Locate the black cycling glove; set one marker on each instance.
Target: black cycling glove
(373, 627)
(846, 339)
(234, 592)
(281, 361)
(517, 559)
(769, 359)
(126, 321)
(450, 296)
━━━━━━
SHORT EXERCISE
Could you rewrite every line of the entries above as a numbered list, leaving out any blank lines?

FULL ANSWER
1. Locate the black cycling glove; set one marker on each instance.
2. Target: black cycling glove
3. (373, 627)
4. (846, 339)
5. (234, 592)
6. (281, 361)
7. (517, 559)
8. (769, 359)
9. (126, 321)
10. (450, 296)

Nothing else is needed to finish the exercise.